▶ Texte fourni:
▬▬▬

Des progrès malgré tout
Malgré ces nouvelles tensions, des participants aux pourparlers de Vienne ont néanmoins fait état de « progrès », sans plus de précisions. Selon Mikhaïl Oulianov, les premières réunions ont laissé « une impression générale positive ». Le négociateur en chef de Téhéran et le délégué chinois ont eux aussi fait état de progrès. L’Iran a proposé des textes sur différentes questions en discussion, « au moins sur celles sur lesquelles il existe des points de vue partagés », a déclaré le négociateur iranien, Abbas Araqchi, cité par les médias officiels iraniens après une réunion avec les signataires restants de l’accord. Des désaccords importants subsistent mais « une nouvelle forme de compréhension paraît émerger », selon lui. « Nous pensons que les négociations ont atteint un stade où les parties peuvent commencer à travailler sur un texte commun, au moins dans les domaines où il y a un consensus », a-t-il détaillé. Le délégué chinois a déclaré, pour sa part, que tous les participants aux négociations de Vienne s’étaient mis d’accord sur plusieurs points, dont les sanctions que les Etats-Unis seraient appelés à lever.
Une deuxième série de négociations a débuté jeudi 15 avril dans un hôtel de luxe à Vienne. Les Etats-Unis n’y sont pas présents et l’Iran a refusé les discussions en face-à-face. Des responsables de l’Union européenne qui président aux débats font la navette avec une délégation américaine basée dans un autre hôtel, de l’autre côté de la rue. Les négociateurs cherchent à définir les mesures à prendre par les deux camps, sur les activités nucléaires et sur les sanctions, afin de revenir dans le cadre de l’accord.
« Les événements de ces derniers jours rappellent à chaque partie que le statu quo est synonyme de perdant-perdant pour les deux camps » et « renforcent l’urgence », estime Ali Vaez, spécialiste du dossier iranien au sein du centre de réflexion International Crisis Group (ICG), cité par l’AFP. Selon lui, « il est clair que plus le processus diplomatique s’éternise, plus grands sont les risques qu’il soit entravé par des saboteurs et des personnes mal intentionnées ». Pourtant, les experts préviennent que les obstacles sont nombreux et que définir une feuille de route acceptable par l’Iran et par les Etats-Unis prendra du temps. Mais Téhéran n’entend pas attendre longtemps. Le guide suprême iranien, Ali Khamenei, a fait savoir qu’il n’autoriserait pas que les discussions traînent « en longueur ». Une autre forme de pression.

▬▬▬

▶ Exercices et consignes:
[1] Répondez à ces questions sur le texte consacré aux pourparlers de Vienne :
(a) Comment s'appelle le négociateur iranien cité ?
(b) Quel jour la deuxième série de négociations a-t-elle débuté ?
(c) Au sein de quel centre de réflexion Ali Vaez est-il spécialiste du dossier iranien ?
[2] Recopiez fidèlement le passage du texte consacré aux pourparlers de Vienne, depuis « Une deuxième série » jusqu'à « cadre de l’accord. ».

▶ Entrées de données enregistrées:
▬▬▬

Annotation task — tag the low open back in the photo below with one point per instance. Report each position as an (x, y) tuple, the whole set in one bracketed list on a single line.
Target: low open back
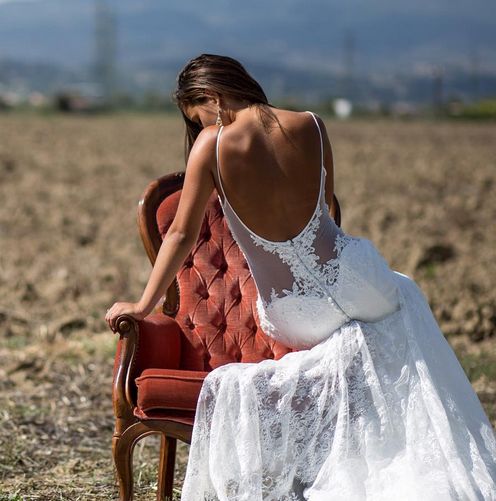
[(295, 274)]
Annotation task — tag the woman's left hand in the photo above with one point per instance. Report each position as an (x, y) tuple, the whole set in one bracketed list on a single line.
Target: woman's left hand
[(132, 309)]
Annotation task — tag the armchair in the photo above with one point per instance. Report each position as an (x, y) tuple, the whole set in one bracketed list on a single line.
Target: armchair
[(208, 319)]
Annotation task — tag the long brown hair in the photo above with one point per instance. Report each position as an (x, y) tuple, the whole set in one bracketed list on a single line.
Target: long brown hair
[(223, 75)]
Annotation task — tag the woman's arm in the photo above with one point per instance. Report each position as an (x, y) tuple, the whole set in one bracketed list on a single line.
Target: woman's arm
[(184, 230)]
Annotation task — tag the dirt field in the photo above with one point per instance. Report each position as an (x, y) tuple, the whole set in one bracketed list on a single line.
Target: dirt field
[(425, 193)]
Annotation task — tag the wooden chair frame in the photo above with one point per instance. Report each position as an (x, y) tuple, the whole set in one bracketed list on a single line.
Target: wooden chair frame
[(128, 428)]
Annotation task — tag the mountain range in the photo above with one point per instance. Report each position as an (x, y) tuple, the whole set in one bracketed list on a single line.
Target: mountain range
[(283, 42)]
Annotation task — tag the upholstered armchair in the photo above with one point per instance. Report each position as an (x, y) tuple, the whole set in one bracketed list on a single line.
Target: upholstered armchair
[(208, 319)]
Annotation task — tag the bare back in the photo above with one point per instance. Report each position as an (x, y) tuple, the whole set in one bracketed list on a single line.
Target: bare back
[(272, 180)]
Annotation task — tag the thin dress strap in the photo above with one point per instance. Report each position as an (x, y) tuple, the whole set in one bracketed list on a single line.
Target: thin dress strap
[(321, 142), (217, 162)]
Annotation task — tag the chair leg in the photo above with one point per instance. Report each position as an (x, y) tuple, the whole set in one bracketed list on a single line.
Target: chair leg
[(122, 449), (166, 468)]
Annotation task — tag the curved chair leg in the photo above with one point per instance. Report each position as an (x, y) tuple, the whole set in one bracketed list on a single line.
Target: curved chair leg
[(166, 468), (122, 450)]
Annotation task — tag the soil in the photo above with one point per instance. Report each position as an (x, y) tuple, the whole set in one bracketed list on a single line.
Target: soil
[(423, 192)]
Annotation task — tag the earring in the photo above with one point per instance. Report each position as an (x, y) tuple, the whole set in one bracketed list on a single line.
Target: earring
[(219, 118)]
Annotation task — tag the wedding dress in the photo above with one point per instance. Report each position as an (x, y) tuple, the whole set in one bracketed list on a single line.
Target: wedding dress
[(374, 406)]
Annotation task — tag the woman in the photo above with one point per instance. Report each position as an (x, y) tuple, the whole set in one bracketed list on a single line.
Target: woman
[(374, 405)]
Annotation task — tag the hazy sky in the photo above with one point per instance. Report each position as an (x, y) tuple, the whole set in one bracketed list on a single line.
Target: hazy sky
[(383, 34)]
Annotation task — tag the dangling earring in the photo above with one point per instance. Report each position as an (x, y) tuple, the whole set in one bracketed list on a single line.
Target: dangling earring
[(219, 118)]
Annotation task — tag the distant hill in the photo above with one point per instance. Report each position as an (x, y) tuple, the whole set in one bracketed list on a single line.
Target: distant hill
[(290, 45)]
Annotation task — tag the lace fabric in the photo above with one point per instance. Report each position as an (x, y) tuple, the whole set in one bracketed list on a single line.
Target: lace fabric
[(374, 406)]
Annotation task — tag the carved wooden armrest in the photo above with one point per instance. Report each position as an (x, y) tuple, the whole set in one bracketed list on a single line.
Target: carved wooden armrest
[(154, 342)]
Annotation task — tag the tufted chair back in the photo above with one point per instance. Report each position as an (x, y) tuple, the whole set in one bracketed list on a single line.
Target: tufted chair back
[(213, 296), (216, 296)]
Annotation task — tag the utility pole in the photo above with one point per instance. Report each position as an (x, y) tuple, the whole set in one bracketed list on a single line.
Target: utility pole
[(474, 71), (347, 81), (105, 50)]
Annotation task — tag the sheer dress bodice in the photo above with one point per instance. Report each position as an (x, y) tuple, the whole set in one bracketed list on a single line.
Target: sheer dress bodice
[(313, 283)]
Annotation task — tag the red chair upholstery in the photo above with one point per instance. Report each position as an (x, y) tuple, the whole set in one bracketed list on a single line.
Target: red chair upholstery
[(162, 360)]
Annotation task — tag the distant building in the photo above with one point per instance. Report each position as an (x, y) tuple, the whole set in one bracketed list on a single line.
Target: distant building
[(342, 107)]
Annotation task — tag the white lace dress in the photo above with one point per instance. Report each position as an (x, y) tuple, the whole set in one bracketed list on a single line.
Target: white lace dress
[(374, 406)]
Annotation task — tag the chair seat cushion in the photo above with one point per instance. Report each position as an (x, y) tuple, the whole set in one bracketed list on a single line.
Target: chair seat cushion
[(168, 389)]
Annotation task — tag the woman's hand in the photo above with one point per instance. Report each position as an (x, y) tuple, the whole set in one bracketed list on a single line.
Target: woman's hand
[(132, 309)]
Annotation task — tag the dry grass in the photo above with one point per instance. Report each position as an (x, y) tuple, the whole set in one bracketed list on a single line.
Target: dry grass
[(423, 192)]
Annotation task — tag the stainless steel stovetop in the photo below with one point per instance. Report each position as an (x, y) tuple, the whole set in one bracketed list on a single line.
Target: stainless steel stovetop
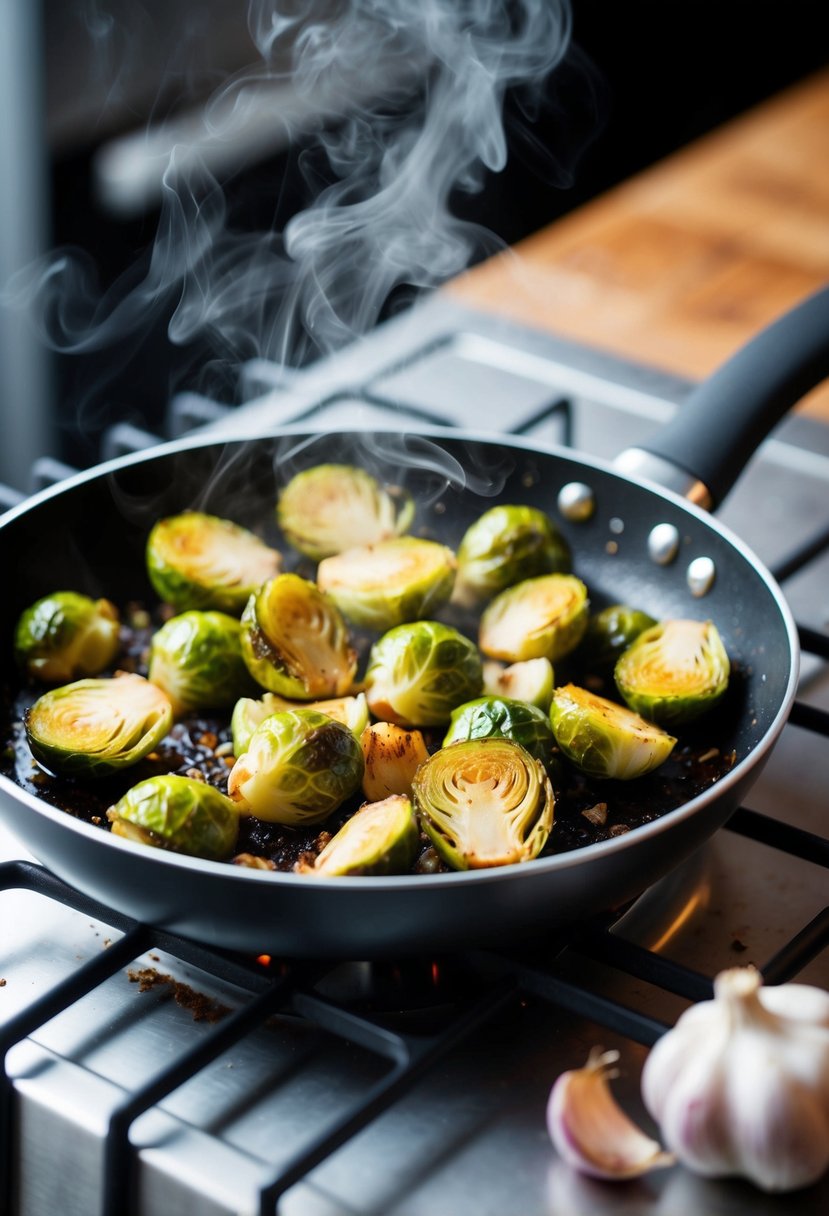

▬▬▬

▶ Réponses dans l'ordre:
[1]
(a) Abbas Araqchi
(b) Le jeudi 15 avril
(c) L'International Crisis Group (ICG)

[2]
Une deuxième série de négociations a débuté jeudi 15 avril dans un hôtel de luxe à Vienne. Les Etats-Unis n’y sont pas présents et l’Iran a refusé les discussions en face-à-face. Des responsables de l’Union européenne qui président aux débats font la navette avec une délégation américaine basée dans un autre hôtel, de l’autre côté de la rue. Les négociateurs cherchent à définir les mesures à prendre par les deux camps, sur les activités nucléaires et sur les sanctions, afin de revenir dans le cadre de l’accord.